Excerpts of location labeling data:
_ _ _ _ _ _ _
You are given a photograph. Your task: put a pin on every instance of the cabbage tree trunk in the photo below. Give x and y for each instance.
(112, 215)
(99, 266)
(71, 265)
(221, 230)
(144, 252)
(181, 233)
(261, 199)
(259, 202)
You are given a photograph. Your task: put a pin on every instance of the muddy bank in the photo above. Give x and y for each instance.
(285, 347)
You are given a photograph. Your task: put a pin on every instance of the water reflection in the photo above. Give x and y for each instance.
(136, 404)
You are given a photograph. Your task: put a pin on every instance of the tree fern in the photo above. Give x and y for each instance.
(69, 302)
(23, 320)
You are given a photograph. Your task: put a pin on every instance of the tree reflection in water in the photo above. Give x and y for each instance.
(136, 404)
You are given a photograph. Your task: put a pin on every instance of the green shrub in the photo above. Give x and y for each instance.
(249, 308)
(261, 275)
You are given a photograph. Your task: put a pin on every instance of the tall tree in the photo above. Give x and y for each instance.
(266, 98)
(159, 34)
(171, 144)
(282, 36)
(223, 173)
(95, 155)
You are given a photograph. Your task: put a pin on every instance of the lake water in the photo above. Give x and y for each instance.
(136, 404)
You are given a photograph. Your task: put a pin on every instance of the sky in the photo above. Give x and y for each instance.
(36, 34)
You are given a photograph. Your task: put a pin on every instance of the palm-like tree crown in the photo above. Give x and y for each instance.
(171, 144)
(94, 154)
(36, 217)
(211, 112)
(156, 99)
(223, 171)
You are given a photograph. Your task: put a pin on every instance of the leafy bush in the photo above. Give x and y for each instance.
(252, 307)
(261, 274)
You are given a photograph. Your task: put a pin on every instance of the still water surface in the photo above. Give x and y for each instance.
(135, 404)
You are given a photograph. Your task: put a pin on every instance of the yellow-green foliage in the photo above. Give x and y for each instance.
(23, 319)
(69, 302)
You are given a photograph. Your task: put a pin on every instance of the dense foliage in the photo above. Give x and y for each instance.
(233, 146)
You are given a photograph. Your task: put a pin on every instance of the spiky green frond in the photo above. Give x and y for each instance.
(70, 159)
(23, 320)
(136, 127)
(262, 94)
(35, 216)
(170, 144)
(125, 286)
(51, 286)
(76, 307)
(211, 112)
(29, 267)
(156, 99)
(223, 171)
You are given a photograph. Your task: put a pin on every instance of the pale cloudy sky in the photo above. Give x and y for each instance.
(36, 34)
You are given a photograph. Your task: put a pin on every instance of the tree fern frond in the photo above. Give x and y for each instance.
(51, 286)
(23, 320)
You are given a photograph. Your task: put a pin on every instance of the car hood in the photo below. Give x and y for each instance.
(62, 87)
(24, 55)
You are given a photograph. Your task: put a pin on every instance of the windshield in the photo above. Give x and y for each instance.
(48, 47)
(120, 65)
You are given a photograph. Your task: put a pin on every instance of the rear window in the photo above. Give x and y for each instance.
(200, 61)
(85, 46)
_ _ _ _ _ _ _
▶ **What you need to do**: Copy out the lines from the one containing "of the windshield" through the last line, both ends included, scaling every coordinate in the answers by 0.35. Round each result to a whole number, with halves going up.

▶ **Written response**:
You are given a photograph. Your task: put a pin on every instance of the windshield in the photo above. Give x and y for each instance.
(17, 16)
(42, 23)
You are given a photograph. Your task: put a pin on every instance of the rear window in the photo above. Give x and y for each instance.
(70, 21)
(30, 16)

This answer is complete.